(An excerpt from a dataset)

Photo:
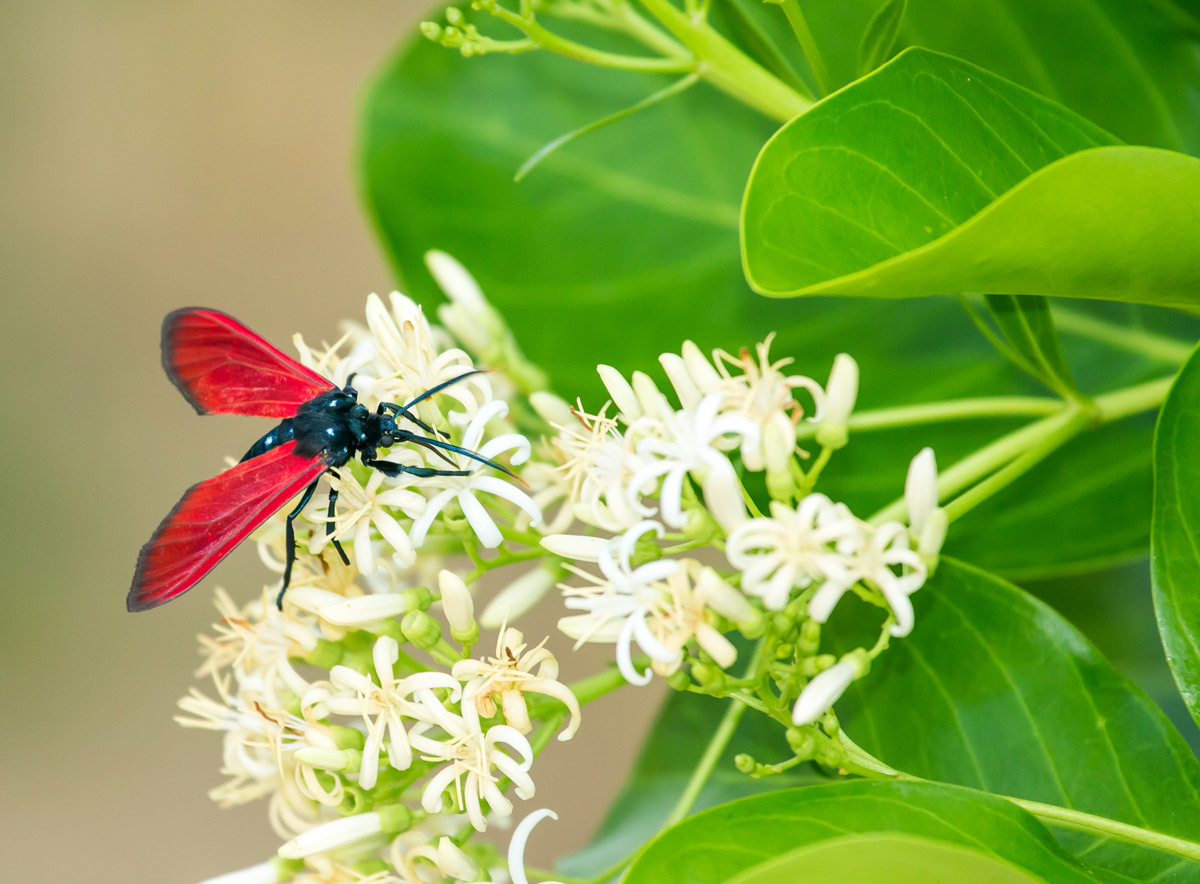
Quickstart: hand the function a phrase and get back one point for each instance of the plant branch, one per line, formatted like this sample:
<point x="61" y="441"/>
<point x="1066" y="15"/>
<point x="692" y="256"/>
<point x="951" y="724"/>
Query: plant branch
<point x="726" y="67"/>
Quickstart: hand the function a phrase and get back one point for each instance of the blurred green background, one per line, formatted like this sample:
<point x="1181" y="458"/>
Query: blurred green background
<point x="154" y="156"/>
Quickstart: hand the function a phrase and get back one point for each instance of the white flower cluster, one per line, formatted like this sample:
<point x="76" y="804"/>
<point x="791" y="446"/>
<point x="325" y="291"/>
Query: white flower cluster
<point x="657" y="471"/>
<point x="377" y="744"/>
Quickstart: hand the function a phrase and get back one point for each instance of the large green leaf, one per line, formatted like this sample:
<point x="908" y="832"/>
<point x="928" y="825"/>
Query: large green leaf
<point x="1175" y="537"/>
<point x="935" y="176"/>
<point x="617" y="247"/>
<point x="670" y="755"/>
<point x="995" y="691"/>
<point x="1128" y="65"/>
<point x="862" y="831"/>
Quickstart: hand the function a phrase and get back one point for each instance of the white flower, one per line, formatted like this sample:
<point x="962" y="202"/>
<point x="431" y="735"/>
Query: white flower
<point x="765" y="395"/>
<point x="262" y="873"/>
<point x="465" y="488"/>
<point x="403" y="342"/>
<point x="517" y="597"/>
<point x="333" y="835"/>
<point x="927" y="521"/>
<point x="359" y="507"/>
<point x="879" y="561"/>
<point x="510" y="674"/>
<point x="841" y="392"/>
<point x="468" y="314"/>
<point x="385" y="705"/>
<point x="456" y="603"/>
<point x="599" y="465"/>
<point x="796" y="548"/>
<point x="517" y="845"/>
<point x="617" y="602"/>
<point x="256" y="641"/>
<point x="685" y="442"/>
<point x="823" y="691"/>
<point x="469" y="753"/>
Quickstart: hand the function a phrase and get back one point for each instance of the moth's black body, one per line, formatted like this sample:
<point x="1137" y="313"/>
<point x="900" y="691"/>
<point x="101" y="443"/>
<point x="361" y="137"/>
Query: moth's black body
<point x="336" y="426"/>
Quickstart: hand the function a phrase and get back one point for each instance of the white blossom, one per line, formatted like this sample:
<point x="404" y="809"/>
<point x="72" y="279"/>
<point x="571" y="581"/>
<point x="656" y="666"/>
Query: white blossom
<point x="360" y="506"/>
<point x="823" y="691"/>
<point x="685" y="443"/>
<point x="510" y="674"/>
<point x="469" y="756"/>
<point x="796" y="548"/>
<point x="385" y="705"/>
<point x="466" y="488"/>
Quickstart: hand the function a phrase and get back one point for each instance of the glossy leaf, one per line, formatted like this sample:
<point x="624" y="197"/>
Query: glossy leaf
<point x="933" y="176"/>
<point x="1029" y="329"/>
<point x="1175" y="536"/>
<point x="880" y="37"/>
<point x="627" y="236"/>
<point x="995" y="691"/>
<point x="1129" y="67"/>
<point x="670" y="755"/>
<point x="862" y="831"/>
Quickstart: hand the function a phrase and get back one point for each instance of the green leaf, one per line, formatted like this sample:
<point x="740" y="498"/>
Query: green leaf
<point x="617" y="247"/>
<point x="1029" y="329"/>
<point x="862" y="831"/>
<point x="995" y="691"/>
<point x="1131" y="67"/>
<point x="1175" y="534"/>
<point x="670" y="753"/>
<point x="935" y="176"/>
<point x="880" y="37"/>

What you have to do. Format every line of the items above as a numbered list, omitting any blank lines. Leave the pictures out of your answer.

The output.
1. Photo:
2. Quickstart: hand the function a phrase and get back one point for each instance of the plant branch, one per line, formatted like this sample:
3. <point x="61" y="441"/>
4. <point x="1066" y="15"/>
5. <point x="692" y="256"/>
6. <point x="951" y="724"/>
7. Query: plant branch
8. <point x="726" y="67"/>
9. Quickstart: hand the function a phrase and get back one point for each instance of the blurred green background, one per line, formatted like this sample:
10. <point x="1181" y="458"/>
11. Query: blurred green background
12. <point x="154" y="156"/>
13. Quickstart: hand the function a phrase and get back one point for each instance of the white flower cluster, one per line, formatted like this sample:
14. <point x="76" y="804"/>
15. <point x="791" y="446"/>
16. <point x="325" y="291"/>
17. Query: white flower cluster
18. <point x="657" y="471"/>
19. <point x="377" y="744"/>
20. Quickstart: hand the function a phrase and get back one point for each instance of the large green leaf, one per line, formatted like this sample:
21. <point x="908" y="832"/>
22. <point x="928" y="825"/>
23. Query: large green leaf
24. <point x="1175" y="537"/>
25. <point x="935" y="176"/>
26. <point x="617" y="247"/>
27. <point x="670" y="755"/>
28. <point x="995" y="691"/>
29. <point x="1128" y="65"/>
30. <point x="862" y="831"/>
31. Quickstart: hand the function a phrase and get back one point for each instance of the white flower, one per line, formatted like this sample:
32. <point x="962" y="202"/>
33. <point x="431" y="735"/>
34. Query: white flower
35. <point x="765" y="395"/>
36. <point x="262" y="873"/>
37. <point x="465" y="488"/>
38. <point x="403" y="342"/>
39. <point x="517" y="597"/>
40. <point x="333" y="835"/>
41. <point x="927" y="521"/>
42. <point x="359" y="507"/>
43. <point x="879" y="561"/>
44. <point x="510" y="674"/>
45. <point x="841" y="392"/>
46. <point x="468" y="314"/>
47. <point x="385" y="705"/>
48. <point x="456" y="603"/>
49. <point x="599" y="465"/>
50. <point x="796" y="548"/>
51. <point x="517" y="845"/>
52. <point x="617" y="602"/>
53. <point x="256" y="641"/>
54. <point x="685" y="442"/>
55. <point x="823" y="691"/>
56. <point x="469" y="753"/>
57. Quickstart: hand the function a phrase and get back one point for each instance of the moth's black body, one per line, formatted like this sample:
58. <point x="1137" y="313"/>
59. <point x="900" y="691"/>
60. <point x="101" y="443"/>
61. <point x="361" y="137"/>
62. Query: moth's black body
63. <point x="336" y="426"/>
64. Quickstart: hand the function a phrase and get back one point for each instance of the white blossom, one per line, formatted like this sample:
65. <point x="404" y="809"/>
66. <point x="72" y="279"/>
67. <point x="571" y="581"/>
68. <point x="656" y="666"/>
69. Query: white blossom
70. <point x="360" y="506"/>
71. <point x="823" y="691"/>
72. <point x="685" y="443"/>
73. <point x="510" y="674"/>
74. <point x="469" y="756"/>
75. <point x="796" y="548"/>
76. <point x="385" y="705"/>
77. <point x="466" y="488"/>
78. Quickstart: hand the function a phrase and get back one point for each instance of the glossy leaf, one per line, formatted like this sample:
79. <point x="624" y="197"/>
80. Query: glossy leaf
81. <point x="933" y="176"/>
82. <point x="1029" y="329"/>
83. <point x="1175" y="536"/>
84. <point x="880" y="37"/>
85. <point x="627" y="236"/>
86. <point x="995" y="691"/>
87. <point x="1129" y="67"/>
88. <point x="670" y="755"/>
89. <point x="862" y="831"/>
90. Quickstart: hand the function a phrase and get back one point for each instance of the green leaf, one per line, formatted like this sample:
91. <point x="740" y="498"/>
92. Query: green leaf
93. <point x="617" y="247"/>
94. <point x="1029" y="329"/>
95. <point x="862" y="831"/>
96. <point x="995" y="691"/>
97. <point x="1131" y="67"/>
98. <point x="1175" y="534"/>
99. <point x="670" y="753"/>
100. <point x="935" y="176"/>
101. <point x="880" y="37"/>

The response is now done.